## Selected passage
════════════════

By Shahid Saeed
Shahid Saeed retraces the circumstances surrounding the assassination in 1951 of Pakistan's first Prime Minister
Prime Minister Liaquat Ali Khan landed at Chaklala some 30 minutes before noon on October 16, 1951. He was going to address a rally at Company Bagh in Rawalpindi, though he was not received by the two cabinet ministers who were already present in the city.
After a thunderous reception from a crowd of over 100,000, and cheers that lasted for over five minutes, Liaquat started his address (it was 4:10 pm) and had only uttered the words “Braadran-e-Millat” (brothers in Islam), when two shots took him down. Nawab Siddiq Ali Khan, Political Secretary to the Prime Minister, rushed and took him in his arms, while the others on the stage took cover.
The assassin, wrapped in a blanket and sitting in the front row, was immediately grabbed by the crowd.
A 60-year old butcher called Lal Din and a Railway janitor called Islam Din tackled the assassin because they had been sitting next to him. As the assassin, whose name was Saed Akbar, tried to escape, Lal Din grabbed him by the leg. Saed Akbar fired another shot from his Mauser pistol and it injured Constable Bahadur Khan of district security staff. Soon a crowd had overpowered the assailant. Chief Organizer Chaudhry Maula Dad “tried to snatch the revolver from the culprit” while Head Constable Chan Pir Shah “fired at the culprit on instructions given by the superintended of police”. Constable Lal Mohammad heard SP Khan Najaf Khan shout in Pashto: “Da cha daza? Ooka ula.” (‘Who fired? Shoot him.’) But Sheikh Muhammad Umar, President City Muslim League, “shouted that the murderer should not be killed.” Reserve Guard indiscriminately fired in the air to disperse the crowd while Sub-Inspector Mohammad Shah (sometimes mentioned as Shah Mohammad) came running from thirteen yards away and shot five times at assassin Saed Akbar from point blank range. By now Akbar was well under control. 26 seconds after he shot at the Prime Minister, he was dead. In all there would be 26 wounds on his body, including bullet wounds, and the crowd would stab him, pierce him with spears, break one of his arms and even gouge his eyes.
Meanwhile, Dr Ansar of Civil Hospital rushed to the stage, undid the prime minister’s achkan and tried to provide CPR. Liaquat was able to recite the kalima and could only utter, “Mujhay goli lagi hai, May God Save Pakistan”, before losing consciousness. He was rushed to CMH Rawalpindi in the car of Mushtaq Ahmed Guramni, who had reached Company Bagh after hearing of the incident. At the hospital an operation and emergency blood transfusion was performed by Col Sarwar and Col Mian, but Liaquat succumbed to his injuries at 4:50 pm.

════════════════

## Your instructions
Continue the account of Liaquat Ali Khan's assassination from the point where it stops.

════════════════

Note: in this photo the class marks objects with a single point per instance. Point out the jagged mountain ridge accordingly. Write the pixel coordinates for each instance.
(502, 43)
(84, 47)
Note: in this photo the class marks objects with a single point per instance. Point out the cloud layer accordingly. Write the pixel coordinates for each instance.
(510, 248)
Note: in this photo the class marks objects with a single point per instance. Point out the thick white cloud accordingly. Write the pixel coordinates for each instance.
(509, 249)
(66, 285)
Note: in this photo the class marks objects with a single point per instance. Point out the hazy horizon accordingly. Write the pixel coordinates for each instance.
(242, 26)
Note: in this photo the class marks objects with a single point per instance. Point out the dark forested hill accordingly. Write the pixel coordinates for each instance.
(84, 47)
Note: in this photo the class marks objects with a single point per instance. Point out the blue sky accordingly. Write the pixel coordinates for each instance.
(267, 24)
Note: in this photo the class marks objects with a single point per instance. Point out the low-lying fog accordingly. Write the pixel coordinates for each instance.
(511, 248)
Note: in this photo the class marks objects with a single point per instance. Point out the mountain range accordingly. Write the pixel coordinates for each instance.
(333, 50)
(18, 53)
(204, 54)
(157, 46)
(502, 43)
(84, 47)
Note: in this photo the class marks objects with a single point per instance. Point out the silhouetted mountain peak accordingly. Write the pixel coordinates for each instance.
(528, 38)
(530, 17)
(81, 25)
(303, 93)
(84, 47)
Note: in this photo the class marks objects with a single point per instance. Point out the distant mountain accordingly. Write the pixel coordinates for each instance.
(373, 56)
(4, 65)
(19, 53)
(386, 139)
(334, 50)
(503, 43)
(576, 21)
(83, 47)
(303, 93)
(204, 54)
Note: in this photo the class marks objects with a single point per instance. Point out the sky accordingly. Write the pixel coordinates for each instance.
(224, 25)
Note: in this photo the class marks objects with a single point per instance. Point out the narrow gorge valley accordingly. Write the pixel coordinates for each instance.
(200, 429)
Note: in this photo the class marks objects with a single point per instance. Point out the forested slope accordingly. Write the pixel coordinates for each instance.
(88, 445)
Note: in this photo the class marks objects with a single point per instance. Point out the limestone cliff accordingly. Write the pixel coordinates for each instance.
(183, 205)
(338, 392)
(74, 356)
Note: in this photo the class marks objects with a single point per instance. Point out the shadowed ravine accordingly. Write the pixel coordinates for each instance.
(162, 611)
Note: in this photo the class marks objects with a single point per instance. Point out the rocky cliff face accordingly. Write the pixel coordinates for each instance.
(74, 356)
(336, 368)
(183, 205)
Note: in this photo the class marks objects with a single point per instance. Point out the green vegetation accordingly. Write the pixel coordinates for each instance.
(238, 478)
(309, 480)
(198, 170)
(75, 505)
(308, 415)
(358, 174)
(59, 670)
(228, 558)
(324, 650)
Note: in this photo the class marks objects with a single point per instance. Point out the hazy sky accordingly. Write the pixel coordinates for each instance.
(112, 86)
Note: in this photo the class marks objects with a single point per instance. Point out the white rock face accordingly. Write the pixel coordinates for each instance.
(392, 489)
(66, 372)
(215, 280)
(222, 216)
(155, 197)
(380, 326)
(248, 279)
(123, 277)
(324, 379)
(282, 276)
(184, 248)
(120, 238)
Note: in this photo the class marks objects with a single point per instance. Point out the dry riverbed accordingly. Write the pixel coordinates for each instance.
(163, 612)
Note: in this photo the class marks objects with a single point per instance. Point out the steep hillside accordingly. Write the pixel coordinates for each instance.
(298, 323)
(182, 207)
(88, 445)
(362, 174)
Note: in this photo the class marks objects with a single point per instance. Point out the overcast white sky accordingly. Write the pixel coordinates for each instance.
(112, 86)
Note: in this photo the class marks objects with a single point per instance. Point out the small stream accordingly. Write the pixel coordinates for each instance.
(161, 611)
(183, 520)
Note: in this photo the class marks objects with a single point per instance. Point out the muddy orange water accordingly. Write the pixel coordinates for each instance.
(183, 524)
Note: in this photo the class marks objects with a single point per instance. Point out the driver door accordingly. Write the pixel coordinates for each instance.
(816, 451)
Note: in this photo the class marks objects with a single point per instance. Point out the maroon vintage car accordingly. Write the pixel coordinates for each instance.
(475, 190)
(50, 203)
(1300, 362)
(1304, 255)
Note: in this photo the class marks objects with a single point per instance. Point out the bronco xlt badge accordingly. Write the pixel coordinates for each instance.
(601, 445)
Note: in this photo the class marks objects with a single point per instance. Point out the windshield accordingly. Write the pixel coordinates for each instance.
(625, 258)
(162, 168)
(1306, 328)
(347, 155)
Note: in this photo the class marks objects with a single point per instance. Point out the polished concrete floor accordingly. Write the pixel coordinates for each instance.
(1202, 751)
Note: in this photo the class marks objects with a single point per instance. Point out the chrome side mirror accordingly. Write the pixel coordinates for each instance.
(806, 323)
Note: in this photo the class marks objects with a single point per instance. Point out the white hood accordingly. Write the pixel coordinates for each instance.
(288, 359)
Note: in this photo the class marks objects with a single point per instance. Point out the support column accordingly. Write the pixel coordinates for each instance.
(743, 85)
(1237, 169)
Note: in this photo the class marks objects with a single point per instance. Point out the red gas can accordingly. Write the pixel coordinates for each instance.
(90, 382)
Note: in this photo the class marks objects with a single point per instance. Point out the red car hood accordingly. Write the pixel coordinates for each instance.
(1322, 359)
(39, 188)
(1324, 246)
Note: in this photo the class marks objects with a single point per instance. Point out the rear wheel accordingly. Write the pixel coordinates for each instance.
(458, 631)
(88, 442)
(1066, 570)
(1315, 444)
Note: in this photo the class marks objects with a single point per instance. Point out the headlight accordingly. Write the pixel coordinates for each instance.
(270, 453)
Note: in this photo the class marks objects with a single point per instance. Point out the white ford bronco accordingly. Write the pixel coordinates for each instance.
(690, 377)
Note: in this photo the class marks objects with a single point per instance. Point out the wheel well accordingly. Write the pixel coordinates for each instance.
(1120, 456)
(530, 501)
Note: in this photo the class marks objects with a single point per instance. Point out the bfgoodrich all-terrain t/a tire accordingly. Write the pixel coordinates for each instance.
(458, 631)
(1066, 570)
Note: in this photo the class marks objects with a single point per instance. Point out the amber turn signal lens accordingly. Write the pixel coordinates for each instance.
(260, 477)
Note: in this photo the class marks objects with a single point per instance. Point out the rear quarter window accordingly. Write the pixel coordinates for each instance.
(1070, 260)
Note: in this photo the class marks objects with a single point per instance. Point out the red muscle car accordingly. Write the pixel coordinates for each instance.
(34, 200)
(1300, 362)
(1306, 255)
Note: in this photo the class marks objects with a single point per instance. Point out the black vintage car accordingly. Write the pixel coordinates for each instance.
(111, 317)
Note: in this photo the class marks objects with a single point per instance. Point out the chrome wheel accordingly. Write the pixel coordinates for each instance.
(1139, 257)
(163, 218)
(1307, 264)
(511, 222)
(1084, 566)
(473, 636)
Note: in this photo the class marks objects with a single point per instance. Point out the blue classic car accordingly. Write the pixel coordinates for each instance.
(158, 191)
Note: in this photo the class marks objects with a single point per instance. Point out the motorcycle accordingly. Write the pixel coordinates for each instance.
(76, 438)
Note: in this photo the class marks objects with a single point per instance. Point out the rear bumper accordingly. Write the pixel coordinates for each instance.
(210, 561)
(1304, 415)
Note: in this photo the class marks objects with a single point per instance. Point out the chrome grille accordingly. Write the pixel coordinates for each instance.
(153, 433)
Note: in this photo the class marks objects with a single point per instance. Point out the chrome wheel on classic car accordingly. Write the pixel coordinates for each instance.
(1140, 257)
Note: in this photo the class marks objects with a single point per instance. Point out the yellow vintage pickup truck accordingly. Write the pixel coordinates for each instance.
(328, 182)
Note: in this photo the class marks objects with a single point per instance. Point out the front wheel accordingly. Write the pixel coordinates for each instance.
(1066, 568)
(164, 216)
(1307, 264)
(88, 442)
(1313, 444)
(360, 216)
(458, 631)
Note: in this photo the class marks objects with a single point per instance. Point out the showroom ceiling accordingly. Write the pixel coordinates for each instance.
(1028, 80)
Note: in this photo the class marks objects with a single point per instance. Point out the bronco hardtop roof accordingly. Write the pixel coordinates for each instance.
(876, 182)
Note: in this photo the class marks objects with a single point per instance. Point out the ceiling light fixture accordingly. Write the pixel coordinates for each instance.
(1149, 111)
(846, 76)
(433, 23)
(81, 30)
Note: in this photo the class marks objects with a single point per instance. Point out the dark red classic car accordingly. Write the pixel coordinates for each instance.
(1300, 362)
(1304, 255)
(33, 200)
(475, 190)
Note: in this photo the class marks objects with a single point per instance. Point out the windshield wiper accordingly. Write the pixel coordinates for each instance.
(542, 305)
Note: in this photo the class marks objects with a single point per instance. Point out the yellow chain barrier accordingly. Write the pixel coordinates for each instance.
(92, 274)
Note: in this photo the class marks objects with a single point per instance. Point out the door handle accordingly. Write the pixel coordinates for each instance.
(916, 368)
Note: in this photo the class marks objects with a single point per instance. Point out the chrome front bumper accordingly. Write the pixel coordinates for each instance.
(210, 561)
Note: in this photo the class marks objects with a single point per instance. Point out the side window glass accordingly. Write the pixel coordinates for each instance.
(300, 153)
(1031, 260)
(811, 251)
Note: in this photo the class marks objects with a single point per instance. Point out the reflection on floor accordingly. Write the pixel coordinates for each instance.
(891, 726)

════════════════

## Result of the task
The very next day, an official proclamation from the government described the assailant as “Saed Akbar, son of Babrak, caste Aparkhel Jadran, an Afghan national… After search from his body currency notes worth Rs 2,040 were recovered. About Rs 10,000 were also recovered from the house where he was staying at Abbotabad. The recovery of this huge sum of money suggests that Saed Akbar Khan was in all probability a hired assassin.”
Saed Akbar had even brought his 11-year old son, Dilawar Khan, to the address but the child managed to vanish and run away to Abbotabad soon after the incident.
The government quickly constituted an enquiry commission headed by Justice Munir, who was assisted by Financial Commissioner of West Pakistan Akhtar Hussain. The commission would conduct 38 sittings and examine 89 witnesses over the next year and release its report on August 17, 1952. However, a large part of the testimonies were never made public and the Crime Investigation Department (CID) harassed some witnesses who appeared before the commission. Justice Munir even rebuked the CID and said that he might have to shift his court to Lahore in case this harassment continued.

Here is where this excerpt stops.